Stated task: Report how many lines in the listing below contain the string "facial". Give only the number.

Provided records:
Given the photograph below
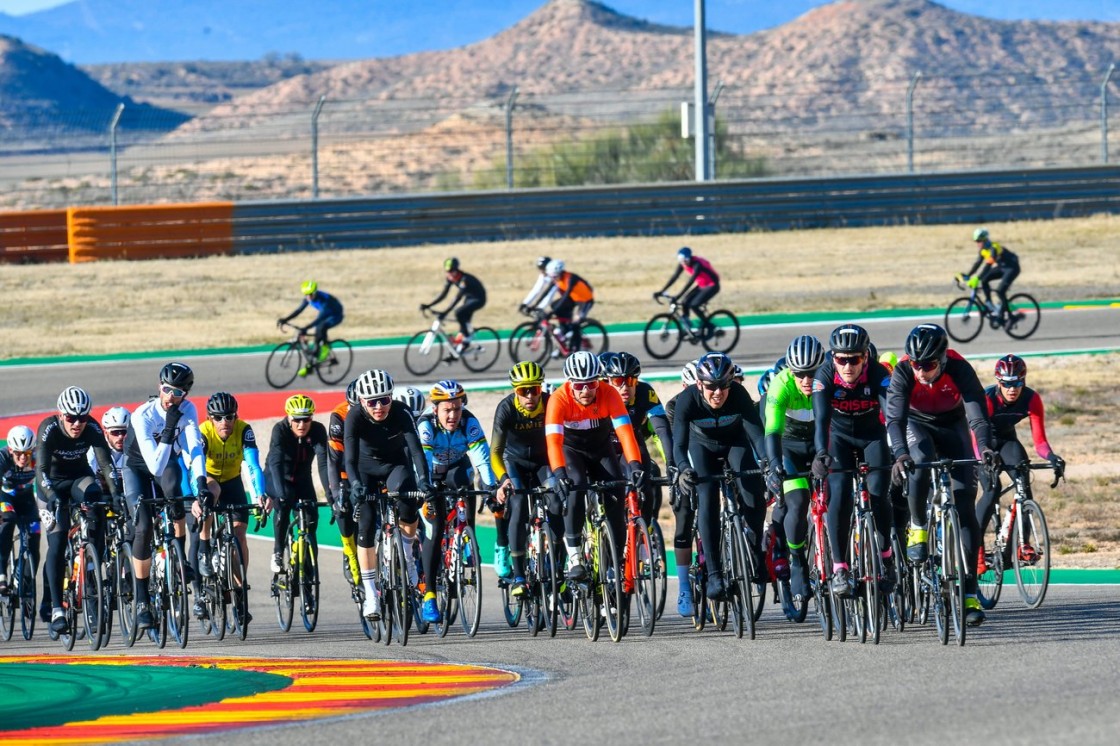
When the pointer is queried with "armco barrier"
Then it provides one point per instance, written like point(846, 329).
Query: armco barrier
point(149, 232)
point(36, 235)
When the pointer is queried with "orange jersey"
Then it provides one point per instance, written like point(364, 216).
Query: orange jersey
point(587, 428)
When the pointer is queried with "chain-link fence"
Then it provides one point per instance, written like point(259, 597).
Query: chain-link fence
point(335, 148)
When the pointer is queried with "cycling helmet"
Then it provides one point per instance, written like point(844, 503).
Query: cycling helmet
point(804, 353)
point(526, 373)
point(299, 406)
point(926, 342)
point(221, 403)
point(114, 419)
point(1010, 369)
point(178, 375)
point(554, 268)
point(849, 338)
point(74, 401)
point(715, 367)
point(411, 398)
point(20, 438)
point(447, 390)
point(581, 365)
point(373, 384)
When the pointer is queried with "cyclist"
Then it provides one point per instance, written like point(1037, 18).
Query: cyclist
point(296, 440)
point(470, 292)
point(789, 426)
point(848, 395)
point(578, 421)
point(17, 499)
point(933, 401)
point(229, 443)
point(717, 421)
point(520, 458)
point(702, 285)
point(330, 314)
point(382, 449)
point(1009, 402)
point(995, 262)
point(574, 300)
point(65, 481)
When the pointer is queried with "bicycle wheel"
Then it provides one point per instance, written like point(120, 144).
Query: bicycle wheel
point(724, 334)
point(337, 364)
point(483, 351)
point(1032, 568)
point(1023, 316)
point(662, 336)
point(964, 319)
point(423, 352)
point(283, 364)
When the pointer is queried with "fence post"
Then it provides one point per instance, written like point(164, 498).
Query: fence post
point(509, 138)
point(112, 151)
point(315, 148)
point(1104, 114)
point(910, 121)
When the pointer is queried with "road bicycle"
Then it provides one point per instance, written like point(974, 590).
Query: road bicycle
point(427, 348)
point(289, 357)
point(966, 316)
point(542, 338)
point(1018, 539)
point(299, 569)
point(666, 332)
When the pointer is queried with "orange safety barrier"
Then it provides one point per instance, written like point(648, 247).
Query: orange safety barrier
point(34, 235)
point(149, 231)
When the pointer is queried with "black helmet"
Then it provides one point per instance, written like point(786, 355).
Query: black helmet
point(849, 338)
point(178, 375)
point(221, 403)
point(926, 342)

==

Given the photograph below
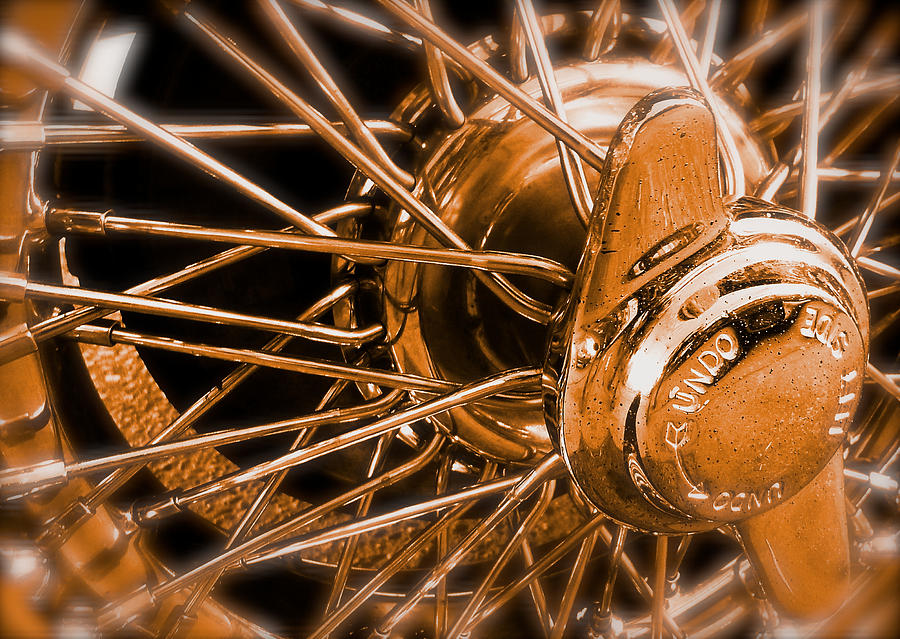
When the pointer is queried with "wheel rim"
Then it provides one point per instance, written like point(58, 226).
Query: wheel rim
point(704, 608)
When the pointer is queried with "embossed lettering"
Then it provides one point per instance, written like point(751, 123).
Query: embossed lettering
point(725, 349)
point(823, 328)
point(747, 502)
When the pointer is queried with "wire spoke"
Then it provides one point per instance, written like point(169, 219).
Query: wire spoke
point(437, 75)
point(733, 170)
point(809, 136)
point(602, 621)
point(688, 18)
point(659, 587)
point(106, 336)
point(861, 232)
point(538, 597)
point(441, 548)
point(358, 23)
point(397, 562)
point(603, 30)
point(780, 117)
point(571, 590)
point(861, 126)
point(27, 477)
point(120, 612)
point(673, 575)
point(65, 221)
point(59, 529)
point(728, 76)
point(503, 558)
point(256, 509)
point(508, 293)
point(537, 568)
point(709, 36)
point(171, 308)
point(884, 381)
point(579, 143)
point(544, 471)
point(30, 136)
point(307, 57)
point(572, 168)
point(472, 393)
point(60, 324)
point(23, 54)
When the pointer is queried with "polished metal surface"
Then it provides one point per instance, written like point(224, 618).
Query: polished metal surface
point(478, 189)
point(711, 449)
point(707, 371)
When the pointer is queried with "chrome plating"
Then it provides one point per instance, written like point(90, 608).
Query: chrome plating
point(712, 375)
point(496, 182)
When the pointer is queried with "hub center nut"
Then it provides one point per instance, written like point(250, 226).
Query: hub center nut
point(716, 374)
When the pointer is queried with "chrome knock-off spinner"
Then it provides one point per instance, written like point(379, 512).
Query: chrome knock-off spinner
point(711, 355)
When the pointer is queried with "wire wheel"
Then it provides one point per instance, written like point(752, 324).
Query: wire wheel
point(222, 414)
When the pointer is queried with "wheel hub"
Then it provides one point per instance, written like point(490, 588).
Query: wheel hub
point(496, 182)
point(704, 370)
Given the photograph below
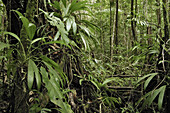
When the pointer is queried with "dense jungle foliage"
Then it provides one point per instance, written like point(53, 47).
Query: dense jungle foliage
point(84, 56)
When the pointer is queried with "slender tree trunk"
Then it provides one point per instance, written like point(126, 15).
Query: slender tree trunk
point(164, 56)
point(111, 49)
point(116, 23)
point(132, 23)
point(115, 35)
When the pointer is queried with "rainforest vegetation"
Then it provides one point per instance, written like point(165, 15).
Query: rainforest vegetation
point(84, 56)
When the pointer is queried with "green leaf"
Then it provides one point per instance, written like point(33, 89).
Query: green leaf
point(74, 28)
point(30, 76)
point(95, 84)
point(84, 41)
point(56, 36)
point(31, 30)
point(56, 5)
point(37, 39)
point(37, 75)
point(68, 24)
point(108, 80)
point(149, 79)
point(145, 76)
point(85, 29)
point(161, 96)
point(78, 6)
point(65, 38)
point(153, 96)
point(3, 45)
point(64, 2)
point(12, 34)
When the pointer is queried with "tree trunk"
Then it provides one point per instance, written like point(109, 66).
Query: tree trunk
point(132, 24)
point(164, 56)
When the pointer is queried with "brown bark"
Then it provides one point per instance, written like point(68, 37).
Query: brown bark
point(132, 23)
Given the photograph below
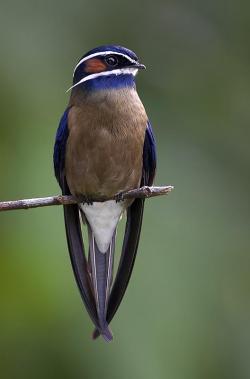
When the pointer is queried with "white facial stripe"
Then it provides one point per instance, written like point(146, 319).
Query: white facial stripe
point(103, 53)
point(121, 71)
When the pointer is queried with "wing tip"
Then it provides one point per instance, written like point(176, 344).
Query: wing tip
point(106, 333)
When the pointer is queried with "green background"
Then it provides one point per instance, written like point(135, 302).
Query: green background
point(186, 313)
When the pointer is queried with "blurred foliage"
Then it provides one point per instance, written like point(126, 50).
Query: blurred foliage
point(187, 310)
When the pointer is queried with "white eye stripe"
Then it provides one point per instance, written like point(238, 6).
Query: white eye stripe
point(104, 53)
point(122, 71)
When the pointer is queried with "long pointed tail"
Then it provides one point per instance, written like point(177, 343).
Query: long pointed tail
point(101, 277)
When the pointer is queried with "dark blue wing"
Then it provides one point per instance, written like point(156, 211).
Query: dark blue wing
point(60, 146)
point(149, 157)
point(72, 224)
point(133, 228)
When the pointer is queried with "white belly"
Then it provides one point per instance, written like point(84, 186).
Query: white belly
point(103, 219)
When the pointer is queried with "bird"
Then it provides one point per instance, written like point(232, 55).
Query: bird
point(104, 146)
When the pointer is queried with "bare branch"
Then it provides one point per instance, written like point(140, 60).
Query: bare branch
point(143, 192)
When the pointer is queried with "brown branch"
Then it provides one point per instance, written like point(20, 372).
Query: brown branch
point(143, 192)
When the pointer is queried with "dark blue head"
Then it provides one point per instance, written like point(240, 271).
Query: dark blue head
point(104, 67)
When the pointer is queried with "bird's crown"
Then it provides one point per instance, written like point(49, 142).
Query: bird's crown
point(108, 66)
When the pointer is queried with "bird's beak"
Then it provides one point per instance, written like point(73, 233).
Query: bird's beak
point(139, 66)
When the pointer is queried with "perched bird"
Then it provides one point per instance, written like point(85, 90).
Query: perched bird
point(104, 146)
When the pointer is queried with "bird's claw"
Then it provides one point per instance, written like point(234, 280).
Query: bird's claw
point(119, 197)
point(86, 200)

==

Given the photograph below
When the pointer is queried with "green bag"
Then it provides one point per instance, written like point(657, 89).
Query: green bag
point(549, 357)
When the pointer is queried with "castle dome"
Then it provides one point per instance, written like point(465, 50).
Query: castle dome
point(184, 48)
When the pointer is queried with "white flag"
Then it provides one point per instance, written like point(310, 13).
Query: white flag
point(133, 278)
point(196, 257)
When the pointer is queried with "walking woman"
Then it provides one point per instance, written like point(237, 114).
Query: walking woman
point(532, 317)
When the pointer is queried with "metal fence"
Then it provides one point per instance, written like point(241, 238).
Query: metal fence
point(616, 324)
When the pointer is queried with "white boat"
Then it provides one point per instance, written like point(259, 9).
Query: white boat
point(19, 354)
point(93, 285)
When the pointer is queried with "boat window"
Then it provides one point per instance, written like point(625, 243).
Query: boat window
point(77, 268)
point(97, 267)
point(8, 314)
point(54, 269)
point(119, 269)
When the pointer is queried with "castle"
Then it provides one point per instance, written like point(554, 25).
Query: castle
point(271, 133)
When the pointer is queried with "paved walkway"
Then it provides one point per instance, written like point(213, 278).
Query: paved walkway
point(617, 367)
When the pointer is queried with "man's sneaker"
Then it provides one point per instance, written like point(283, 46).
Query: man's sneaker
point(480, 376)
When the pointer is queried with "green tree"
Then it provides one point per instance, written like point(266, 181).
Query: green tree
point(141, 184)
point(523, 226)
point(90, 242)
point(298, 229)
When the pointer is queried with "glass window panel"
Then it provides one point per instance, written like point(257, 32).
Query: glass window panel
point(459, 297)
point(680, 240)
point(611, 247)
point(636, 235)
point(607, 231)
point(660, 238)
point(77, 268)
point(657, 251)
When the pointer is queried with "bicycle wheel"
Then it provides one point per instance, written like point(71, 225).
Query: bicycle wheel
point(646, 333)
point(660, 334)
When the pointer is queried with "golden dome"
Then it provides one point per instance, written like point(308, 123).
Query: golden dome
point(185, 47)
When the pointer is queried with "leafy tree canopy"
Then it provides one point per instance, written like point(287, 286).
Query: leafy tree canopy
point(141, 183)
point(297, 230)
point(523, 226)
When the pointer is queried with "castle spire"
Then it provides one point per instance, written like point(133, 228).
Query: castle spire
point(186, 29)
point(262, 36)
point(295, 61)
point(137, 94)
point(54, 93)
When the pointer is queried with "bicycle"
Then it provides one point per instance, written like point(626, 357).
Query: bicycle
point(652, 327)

Solution for this exercise: 2